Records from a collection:
╔══

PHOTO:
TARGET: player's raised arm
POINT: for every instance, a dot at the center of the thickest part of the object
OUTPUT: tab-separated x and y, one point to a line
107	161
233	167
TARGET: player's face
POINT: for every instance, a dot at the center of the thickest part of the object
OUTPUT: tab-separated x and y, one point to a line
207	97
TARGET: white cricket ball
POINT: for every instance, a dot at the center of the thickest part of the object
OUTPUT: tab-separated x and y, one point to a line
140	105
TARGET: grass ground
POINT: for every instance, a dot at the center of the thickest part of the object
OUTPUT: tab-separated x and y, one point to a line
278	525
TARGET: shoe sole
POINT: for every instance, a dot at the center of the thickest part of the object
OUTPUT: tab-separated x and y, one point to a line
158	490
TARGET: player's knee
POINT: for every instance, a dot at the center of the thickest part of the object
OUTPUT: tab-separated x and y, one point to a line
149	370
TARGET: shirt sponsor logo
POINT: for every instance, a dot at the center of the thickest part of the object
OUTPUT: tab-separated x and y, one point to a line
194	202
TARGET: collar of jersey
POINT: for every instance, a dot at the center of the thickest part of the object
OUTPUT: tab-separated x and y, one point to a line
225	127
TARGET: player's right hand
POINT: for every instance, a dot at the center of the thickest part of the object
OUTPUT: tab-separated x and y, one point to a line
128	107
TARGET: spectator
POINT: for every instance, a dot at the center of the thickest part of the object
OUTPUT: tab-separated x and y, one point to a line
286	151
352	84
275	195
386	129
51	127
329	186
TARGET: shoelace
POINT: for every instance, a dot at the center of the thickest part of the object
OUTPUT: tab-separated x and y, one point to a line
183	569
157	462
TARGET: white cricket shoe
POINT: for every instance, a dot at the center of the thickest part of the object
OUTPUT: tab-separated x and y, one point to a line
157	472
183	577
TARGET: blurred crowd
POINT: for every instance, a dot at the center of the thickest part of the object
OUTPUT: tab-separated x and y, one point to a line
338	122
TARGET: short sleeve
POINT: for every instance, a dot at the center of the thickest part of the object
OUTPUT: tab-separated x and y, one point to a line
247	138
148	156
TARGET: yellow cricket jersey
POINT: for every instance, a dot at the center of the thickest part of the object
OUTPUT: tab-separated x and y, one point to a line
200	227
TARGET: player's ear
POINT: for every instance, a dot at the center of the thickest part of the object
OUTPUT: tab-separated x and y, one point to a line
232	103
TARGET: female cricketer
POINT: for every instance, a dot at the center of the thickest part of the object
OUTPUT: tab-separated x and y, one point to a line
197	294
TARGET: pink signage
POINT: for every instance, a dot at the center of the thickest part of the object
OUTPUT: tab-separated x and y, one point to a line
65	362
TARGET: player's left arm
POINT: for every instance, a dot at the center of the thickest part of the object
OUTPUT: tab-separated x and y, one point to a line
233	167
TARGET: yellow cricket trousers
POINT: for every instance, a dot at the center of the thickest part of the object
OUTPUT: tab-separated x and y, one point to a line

╚══

From the entries above, copy every line containing the word "yellow".

◆ **Solution to the exercise**
TARGET: yellow cricket jersey
TARGET: yellow cricket trousers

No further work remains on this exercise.